● **Reading text**

━━━━

In all the stories of the covenant we can see an emerging awareness of an intimate connection between God's life and our life, between the spirit of God and the Breath of the Human being, between those who are loved and the Beloved.

That is what is at the heart of the covenant promise.  We hear two versions of it today.  To Noah, God says, "I will be your God, you are my people."  And in the reading from Mark's Gospel, a similar declaration is made at the baptism of Jesus; "You are my beloved. I have pleasure in you."

We belong to God.  God belongs to us.  We exist in an intimate covenant with the Divine Spirit of Life.  God joins with all creation and all creatures for good rather than evil, for life rather than death, for love, rather than anger or violence.  The story is told to tell us that God is our ally, our intimate relation, redeemed from being a Warrior King, our judge or destroyer.  God's intention for humanity is made abundantly clear after the flood…God's love includes life for everyone–two-legged creatures and four legged ones, fish, birds, insects and creeping things, God love is in the midst of everything.   Today, we would say that God's loves includes us all on the planet–Iraqis and Americans, Palestinians and Israelis, Muslims and Christians, Buddhists and Jews, Black, Brown, Gay and Straight, HIV positive and negative.  The God of Life covenants with all creation, for life, for love, and for peace.

━━━━

● **What this exercise asks**
a. Render this sentence from the passage on the covenant into Spanish: "We exist in an intimate covenant with the Divine Spirit of Life."
b. Rewrite the passage on the covenant, starting with "In all the stories" and going on through "and the Beloved.", replacing "awareness" with "understanding".
The records that follow play no part in what is asked here.

● **Information provided**
━━━━

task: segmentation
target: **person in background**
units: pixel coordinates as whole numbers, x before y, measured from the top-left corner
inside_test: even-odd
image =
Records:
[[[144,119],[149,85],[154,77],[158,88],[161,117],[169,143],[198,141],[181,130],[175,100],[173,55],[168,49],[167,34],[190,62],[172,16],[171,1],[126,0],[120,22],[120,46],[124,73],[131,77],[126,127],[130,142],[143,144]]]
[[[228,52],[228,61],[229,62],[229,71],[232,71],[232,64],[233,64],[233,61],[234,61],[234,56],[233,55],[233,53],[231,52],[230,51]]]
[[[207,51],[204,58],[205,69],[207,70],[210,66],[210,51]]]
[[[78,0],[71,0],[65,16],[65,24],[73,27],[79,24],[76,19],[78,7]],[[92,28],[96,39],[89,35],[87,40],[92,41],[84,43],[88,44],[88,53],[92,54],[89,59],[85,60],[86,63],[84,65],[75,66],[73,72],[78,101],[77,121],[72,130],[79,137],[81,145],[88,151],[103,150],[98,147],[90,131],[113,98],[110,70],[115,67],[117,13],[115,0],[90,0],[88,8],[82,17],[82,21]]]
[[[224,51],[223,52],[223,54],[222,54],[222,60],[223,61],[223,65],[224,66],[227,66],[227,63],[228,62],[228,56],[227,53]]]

━━━━

● **Solutions for each task**
a. Existimos en una alianza íntima con el Espíritu Divino de la Vida.

b.
In all the stories of the covenant we can see an emerging understanding of an intimate connection between God's life and our life, between the spirit of God and the Breath of the Human being, between those who are loved and the Beloved.